*** Opening Given data ***

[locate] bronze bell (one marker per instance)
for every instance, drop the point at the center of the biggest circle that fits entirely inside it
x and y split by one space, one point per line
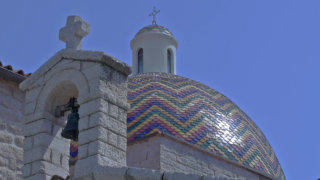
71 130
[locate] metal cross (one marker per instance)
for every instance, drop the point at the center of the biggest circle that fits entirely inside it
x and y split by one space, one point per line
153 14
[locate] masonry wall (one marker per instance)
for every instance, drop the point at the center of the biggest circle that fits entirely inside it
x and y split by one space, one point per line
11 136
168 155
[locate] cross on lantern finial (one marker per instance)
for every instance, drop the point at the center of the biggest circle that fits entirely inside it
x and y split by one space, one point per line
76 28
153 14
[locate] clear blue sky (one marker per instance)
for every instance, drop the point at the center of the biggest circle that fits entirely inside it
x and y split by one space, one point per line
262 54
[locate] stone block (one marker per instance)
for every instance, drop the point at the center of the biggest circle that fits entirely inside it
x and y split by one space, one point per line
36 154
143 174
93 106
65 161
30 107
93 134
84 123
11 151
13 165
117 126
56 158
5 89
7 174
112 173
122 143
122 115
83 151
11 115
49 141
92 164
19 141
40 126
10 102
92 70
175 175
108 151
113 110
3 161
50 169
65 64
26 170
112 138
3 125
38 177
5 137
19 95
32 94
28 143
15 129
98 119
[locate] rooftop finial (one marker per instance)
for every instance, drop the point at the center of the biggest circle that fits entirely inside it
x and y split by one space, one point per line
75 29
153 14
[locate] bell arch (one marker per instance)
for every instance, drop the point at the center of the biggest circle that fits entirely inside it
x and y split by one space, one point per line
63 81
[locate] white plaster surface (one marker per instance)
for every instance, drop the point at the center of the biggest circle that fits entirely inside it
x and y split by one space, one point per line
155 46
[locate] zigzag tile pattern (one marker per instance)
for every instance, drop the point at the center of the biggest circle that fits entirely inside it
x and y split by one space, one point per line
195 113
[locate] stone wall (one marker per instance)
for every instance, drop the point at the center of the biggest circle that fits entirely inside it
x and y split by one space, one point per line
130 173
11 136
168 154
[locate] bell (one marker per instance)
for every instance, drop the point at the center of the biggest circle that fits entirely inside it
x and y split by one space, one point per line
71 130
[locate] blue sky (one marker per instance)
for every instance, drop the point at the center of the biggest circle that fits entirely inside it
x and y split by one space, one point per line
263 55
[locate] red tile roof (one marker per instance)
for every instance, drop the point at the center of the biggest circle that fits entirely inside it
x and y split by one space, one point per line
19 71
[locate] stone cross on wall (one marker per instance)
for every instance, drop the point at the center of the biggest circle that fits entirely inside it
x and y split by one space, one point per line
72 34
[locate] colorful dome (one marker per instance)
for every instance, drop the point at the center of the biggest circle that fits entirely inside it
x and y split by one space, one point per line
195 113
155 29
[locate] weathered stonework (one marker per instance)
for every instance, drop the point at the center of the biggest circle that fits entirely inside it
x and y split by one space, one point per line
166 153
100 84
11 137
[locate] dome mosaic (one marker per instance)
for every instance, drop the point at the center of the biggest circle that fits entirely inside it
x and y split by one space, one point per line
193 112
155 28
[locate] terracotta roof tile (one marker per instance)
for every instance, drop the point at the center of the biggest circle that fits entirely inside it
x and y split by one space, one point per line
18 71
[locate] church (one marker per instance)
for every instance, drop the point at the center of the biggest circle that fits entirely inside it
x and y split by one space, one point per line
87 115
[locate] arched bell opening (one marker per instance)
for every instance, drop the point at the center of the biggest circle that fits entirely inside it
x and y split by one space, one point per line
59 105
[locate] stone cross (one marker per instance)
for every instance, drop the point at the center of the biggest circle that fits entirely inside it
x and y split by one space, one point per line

*** Closing Given data ***

Task prompt: Referring to the material above, set down exactly the lines between the line with "[locate] bell (one marker per instance)" and the line with "[locate] stone cross (one", inclusive, and no other lines.

Reply:
[locate] bell (one marker per instance)
for every instance, drop the point at the center of the biggest circle that fits entirely inside it
x and y split by one space, one point per line
71 130
[locate] blue sky (one marker per instance)
for every instance, drop the point at the center of the biggest circle that fits entirely inside it
x and y split by one space, one point per line
263 55
[locate] red tile roof (one marker per instance)
for every instance, drop the point at the center of the biggest circle that fits entirely inside it
x and y split by one space, one point per line
19 71
[locate] stone cross on wall (one marker per instance)
for every instance, drop the point at the center of the biggest circle that fits entirely inside it
x and y split by one space, one point per line
72 34
[locate] colorful dome (one marker per instance)
for every instance, drop the point at the center of the biggest circle that fits entirely inside it
x and y split by one space, one point per line
195 113
155 29
[locate] weathered stonework (one marker per instance)
for every instance, drop the point at the center of the biggest circle that fits entirely inside it
x and y split by one space, one point per line
166 153
100 84
11 137
[locate] dome mosaic (one marker per instance)
for every instance, drop the point at the center of the biggest circle that fits entirely inside it
x and y split by one space, one point per line
193 112
155 28
[locate] terracotta roof tile (one marker per instance)
for every instance, drop the point at the center of the biggest circle that fits entirely inside it
x and y split by one space, one point per line
18 71
[locate] church (one marker per instance)
for every instance, drop the point at the center of the biggest circle that fits entirely inside it
x and y split by one space, one point per line
87 115
[locate] arched bell opening (one marker per instance)
for every instance, drop the point at the center of the biggest circle that fits entirely inside it
x and y split by one space, one point per line
59 105
[locate] stone cross (one marker per instance)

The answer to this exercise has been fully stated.